-------- BRANO SELEZIONATO
Ma il processo di maturazione procede sul
piano stilistico con il recupero di immagini consolidate che anticipano
forse anche una costante di significati. L'ambiente della Val d'Orcia ricompare
più volte sotto forma di cipressi allineati o isolati al centro di
una campagna arida e luminosa ma intatta, che resta, finché resterà,
una delle più belle d'Italia con i suoi calanchi, le sue mammelle,
le "crete" ormai marginalizzate, Si ripropone anche l'interesse
per i soggetti religiosi sia nella loro esasperazione drammatica, sia nell'enigma
che racchiudono (si notino la consapevolezza dell'evento nel volto del Cristo
e l'impossibilità di Maria al momento dell'Annunciazione). Ciò
non può non rivestire un impulso spirituale che si esprime con un
accostamento ai temi struggenti del mistero: con semplicità e umiltà,
dirò meglio, con curiosità, la stessa che ritroviamo in certe
composizioni sia su creta che su foglio in cui pare di scorgere l'angolo
visuale dell'infanzia rispetto alla tragedia del mondo. Un'infanzia che
si nutre di malinconia più che di gioia, di rimpianti più
che di speranza. Già in questa fase nell'arte di Bai si celebra un'allegoria
dell'infelicità.
C'è un terzo periodo della sua evoluzione, i cui stadi risultano,
com'è normale in queste suddivisioni cronologiche operate per comodità
di lettura, sovrapposti, con balzi audaci e più meditate regressioni.
Un'analisi attenta, condotta sugli stessi soggetti, potrebbe rilevare i
mutamenti formali intervenuti da un periodo all'altro. E' certo importante
l'assunzione della pittoricità rispetto alla tensione del gesto,
al romanticismo dell'indistinto, che perdura; è, del pari, significativo
il complicarsi (e qui il gres e gli arcrilici facilitano il compito) dell'oggetto,
la frenesia di scoprire le potenzialità degli elementi plastici e
coloristici. Si rifugge dalla tendenza -oggi affermata - di privilegiare
la composizione mediante l'adozione di un solo colore (con la monocromaticità
s'intende esaltare la figura, il tratto, il rilievo),
mentre il ricorso a un vasto spettro cromatico diviene per Bai funzionale
a un risultato espressivo che si vuole più forte.
Più significativa ancora per le prospettive che apre, per la stessa
avventura che lo attende, è la decisione di rompere con la produzione
di oggetti d'uso e di dedicarsi esclusivamente alla ricerca. Da qui il rinascere
e l'accentuarsi dell'interesse mai del tutto scomparso (certo meno praticato)
per il disegno e, appunto, la pittoricità. Ecco quindi il, talvolta
caotico e incontenibile, esplodere dei colori. A temi apocalittici, con
le allegorie della distruzione, di cui l'Angelus non è la sola espressione,
si unisce quella che sarà la nuova costante di Bai, ciò che
è al di là del segno, che non può essere descritto,
la cifra, l'inaudito.
----------------
** COMPITI DA SVOLGERE **
A – Riporta dal brano sull'arte di Bai il passo che inizia con "C'è un terzo" e termina con "più meditate regressioni.".
B – Per favore, traduci in inglese questa frase del brano sull'arte di Bai: "Già in questa fase nell'arte di Bai si celebra un'allegoria dell'infelicità."
C – Nel brano sull'arte di Bai, quale decisione dell'artista viene definita ancora più significativa per le prospettive che apre?
-------- MATERIALE FORNITO
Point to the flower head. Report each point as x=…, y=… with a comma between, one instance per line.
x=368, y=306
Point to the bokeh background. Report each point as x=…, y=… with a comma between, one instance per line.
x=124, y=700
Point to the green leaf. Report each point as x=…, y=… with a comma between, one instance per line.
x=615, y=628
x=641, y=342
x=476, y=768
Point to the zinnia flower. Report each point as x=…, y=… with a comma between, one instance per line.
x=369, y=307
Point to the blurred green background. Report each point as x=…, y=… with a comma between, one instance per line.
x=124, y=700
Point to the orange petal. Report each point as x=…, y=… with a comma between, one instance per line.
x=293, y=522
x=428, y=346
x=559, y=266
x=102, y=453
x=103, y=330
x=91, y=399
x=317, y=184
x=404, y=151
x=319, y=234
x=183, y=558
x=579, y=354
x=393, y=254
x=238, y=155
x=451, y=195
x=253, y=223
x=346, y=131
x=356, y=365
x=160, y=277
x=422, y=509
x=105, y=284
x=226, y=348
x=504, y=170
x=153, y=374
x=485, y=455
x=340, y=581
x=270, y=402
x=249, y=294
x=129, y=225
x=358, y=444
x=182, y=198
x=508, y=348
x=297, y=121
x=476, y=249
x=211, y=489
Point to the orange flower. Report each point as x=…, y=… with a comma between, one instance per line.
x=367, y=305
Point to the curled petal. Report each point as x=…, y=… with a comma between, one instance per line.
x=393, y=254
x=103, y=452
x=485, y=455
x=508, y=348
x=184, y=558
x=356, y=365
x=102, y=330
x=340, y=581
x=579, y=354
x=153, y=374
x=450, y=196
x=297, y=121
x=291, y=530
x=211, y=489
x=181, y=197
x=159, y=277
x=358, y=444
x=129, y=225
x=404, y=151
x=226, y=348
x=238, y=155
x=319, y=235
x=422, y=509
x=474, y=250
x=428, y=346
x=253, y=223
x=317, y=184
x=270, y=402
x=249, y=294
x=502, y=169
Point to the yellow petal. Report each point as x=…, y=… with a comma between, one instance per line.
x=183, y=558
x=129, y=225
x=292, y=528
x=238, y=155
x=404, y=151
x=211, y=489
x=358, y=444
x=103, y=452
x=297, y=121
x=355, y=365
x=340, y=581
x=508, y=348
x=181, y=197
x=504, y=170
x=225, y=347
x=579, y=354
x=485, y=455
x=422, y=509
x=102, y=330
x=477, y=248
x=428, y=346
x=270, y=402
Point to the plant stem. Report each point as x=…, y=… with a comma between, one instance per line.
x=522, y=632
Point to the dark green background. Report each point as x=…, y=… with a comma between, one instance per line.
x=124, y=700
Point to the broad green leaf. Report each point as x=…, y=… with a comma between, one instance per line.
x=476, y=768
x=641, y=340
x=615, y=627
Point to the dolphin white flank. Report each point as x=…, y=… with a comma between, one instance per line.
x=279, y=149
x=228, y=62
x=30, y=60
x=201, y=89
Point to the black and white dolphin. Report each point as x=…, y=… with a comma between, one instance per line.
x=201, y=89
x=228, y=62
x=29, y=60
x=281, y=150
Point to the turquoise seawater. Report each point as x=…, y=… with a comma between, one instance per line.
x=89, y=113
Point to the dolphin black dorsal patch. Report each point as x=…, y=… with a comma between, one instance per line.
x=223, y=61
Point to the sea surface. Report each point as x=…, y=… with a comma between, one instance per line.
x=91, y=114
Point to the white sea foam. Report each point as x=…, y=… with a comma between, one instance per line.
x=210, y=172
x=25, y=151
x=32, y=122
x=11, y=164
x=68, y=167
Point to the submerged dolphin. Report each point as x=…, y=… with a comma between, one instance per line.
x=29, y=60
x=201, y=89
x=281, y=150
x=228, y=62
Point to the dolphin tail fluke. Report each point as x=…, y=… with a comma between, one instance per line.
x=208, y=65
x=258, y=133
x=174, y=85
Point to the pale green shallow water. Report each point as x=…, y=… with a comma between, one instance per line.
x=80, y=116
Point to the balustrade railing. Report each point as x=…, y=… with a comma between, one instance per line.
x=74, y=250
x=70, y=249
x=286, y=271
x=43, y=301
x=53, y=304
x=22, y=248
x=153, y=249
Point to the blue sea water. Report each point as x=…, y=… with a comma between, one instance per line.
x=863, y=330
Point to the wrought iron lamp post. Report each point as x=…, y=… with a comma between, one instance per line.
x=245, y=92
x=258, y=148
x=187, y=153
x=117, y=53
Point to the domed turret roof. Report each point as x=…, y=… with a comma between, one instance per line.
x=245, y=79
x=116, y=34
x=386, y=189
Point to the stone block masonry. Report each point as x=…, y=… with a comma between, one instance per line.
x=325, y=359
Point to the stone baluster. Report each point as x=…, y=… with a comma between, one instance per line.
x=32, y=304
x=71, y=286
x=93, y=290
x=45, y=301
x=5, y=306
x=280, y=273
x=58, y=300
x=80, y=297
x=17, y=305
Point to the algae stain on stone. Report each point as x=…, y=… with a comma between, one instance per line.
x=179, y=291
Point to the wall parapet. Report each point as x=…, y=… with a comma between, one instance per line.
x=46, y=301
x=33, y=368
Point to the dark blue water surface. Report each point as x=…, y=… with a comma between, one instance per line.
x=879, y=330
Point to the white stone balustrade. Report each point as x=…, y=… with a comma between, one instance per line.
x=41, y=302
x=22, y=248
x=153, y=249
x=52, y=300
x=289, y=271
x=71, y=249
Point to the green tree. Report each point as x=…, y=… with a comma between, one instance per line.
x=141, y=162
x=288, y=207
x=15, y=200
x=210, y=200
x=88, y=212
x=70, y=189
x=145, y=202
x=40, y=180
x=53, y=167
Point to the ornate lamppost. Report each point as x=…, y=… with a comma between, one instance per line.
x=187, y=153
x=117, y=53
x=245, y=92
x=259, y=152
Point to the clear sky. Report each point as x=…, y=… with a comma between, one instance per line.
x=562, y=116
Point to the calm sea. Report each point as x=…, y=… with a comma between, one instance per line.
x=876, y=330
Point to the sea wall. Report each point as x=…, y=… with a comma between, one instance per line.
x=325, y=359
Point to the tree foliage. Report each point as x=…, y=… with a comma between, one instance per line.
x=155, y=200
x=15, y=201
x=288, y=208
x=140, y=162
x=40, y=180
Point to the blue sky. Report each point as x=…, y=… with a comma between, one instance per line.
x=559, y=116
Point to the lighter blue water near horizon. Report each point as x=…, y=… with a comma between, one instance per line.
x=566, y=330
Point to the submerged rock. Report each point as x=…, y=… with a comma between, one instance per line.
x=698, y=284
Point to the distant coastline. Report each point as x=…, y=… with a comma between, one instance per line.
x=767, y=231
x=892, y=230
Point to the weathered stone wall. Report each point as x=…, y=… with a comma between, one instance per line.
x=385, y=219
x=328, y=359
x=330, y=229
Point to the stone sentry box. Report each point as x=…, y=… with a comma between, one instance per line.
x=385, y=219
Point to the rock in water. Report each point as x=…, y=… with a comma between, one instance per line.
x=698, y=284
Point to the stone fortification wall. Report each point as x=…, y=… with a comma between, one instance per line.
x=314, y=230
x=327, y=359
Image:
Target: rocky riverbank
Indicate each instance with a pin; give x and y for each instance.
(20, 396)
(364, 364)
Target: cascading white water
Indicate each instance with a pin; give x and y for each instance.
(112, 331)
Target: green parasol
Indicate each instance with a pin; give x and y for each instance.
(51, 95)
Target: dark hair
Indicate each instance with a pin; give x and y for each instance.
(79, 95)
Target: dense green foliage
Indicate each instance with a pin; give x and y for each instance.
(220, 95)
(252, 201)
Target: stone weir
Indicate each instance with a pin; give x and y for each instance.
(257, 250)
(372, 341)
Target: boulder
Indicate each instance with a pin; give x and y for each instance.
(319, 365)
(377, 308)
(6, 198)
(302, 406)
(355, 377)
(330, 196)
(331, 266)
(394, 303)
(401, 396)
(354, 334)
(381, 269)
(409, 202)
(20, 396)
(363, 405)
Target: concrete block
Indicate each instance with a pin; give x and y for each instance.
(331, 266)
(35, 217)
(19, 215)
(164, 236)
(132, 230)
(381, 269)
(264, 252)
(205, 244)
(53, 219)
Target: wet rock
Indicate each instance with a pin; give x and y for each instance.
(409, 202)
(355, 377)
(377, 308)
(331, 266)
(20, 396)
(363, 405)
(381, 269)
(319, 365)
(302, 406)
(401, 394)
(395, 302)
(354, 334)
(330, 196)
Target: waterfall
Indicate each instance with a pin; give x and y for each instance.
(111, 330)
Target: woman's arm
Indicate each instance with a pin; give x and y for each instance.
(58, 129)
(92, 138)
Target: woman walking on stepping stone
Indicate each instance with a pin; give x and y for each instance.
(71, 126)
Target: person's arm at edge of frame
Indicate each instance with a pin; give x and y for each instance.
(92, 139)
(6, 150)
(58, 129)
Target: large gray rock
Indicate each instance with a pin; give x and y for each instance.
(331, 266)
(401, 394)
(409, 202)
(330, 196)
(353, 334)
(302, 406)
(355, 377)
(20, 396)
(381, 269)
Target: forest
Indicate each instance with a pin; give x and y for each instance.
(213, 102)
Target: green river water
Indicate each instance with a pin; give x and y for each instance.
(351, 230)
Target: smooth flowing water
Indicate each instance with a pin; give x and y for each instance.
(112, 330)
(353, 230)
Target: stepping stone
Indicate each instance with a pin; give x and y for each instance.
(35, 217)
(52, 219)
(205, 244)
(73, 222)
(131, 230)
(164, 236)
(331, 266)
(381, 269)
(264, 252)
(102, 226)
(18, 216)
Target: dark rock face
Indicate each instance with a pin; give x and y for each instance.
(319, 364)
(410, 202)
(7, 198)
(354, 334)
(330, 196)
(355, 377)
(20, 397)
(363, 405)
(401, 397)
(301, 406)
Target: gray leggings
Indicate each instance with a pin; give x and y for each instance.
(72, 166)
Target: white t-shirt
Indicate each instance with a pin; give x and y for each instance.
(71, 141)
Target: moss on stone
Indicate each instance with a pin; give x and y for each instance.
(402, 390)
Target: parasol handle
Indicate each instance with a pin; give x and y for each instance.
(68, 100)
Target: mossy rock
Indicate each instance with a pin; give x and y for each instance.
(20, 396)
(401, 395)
----------------
** RISPOSTE **
A –
C'è un terzo periodo della sua evoluzione, i cui stadi risultano,
com'è normale in queste suddivisioni cronologiche operate per comodità
di lettura, sovrapposti, con balzi audaci e più meditate regressioni.

B – Already in this phase, Bai's art celebrates an allegory of unhappiness.

C – La decisione di rompere con la produzione di oggetti d'uso e di dedicarsi esclusivamente alla ricerca.